Dritter Frühling im Eiskanal

Thorsten Dauth war Fußballtorwart und Olympia-Teilnehmer im Zehnkampf – am Wochenende startet er im Unterhachinger Bob bei den Deutschen Meisterschaften und träumt von Salt Lake City

aus UnterhachingCLAUDIO CATUOGNO

Wenn es nach Christoph Daum gegangen wäre, vielleicht hätte sich Thorsten Dauth nie in diesen Schlitten gesetzt. Wäre nie mit Tempo 100 einen Bobkanal hinuntergesaust, wie er es am kommenden Wochenende in Königssee wieder tun wird. Vielleicht hätte auch niemand über ihn gesagt: „Von seinen Möglichkeiten her ist er Olympiasieger-Kandidat für 1996.“ Hätte er Christoph Daum damals nicht abgesagt – es wäre wohl vieles anders verlaufen im Leben des Thorsten Dauth.

1988 war Daum Trainer beim Fußball-Bundesligisten 1. FC Köln und wollte Dauth als Torwart verpflichten. „Sie sind mein zweiter Mann“, hatte Daum gesagt, sein erster Mann war damals Bodo Illgner, der Keeper der Nationalmannschaft. Daum wollte Dauth, und Dauth wollte auch. Bundesliga-Profi werden und Geld verdienen. Fast hätte er dafür sein Sportstudium aufgegeben und wäre aus dem hessischen Klein-Karben nach Köln gezogen. Dort wollte man ihn dann vorerst aber nur als Vertragsamateur verpflichten, um ihn auch im Ersatzteam in der Landesliga einsetzen zu können. „Wer hätte mir garantiert, dass nicht eine neue Nummer Zwei kommt und ich bei den Amateuren versauere“, sagt Dauth. Landesliga, das hatte er zu Hause auch. Also blieb er Torwart beim KSV Klein-Karben. Das ist er bis heute. Unter anderem.

# Kurze Aufgabe 1
Führe aus der Auflistung weiter unten alles von der Zeile mit „like x=639, y=772.“ bis hinunter zur Zeile mit „x=779, y=767“ als nummerierte Liste auf. Beide Zeilen gehören dazu, Leerzeilen entfallen.
# Kurze Aufgabe 2
Wie geht der Artikel über Thorsten Dauths Weg vom Fußballtor in den Bob weiter? Fahre im Anschluss an seinen letzten Satz damit fort.

# Vorliegende Einträge
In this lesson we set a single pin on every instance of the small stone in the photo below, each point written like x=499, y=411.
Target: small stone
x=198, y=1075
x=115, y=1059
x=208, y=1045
==
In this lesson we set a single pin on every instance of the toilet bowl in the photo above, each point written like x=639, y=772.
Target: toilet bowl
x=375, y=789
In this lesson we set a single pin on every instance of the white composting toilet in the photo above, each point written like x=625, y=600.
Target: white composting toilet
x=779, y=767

# Schriftliche Antwort 1
1. In this lesson we set a single pin on every instance of the toilet bowl in the photo above, each point written like x=639, y=772.
2. Target: toilet bowl
3. x=375, y=789
4. In this lesson we set a single pin on every instance of the white composting toilet in the photo above, each point written like x=625, y=600.
5. Target: white composting toilet
6. x=779, y=767

# Schriftliche Antwort 2
Das mit dem Olympiasieger-Kandidaten Dauth kam später, 1991. Das Zitat stammt vom ehemaligen Zehnkampf-Europameister Guido Kratschmer, aber eigentlich sagten damals alle solche Dinge über Dauth. Sprachen vom „Rohdiamant Dauth“ und vom „Phänomen Dauth, das alle Leichtathletikregeln auf den Kopf stellt“. Der junge Torwart war plötzlich zum Hoffnungsträger unter den deutschen Zehnkämpfern geworden.

Diesmal war er an keine Entscheidungskreuzung gekommen, wie damals bei der Frage für Daum oder gegen Daum. Diesmal lag das irgendwie auf dem Weg. Als der Deutsche Jürgen Hingsen im olympischen Zehnkampf von Seoul einen Fehlstart nach dem anderen hinlegte, dachte sich Dauth: „Das kannst du auch.“ Ein Jahr später ließ er sich für ein Wochenende vom Fußball beurlauben. Seither erzählt man sich unter Zehnkämpfern die Geschichte mit den Turnschuhen.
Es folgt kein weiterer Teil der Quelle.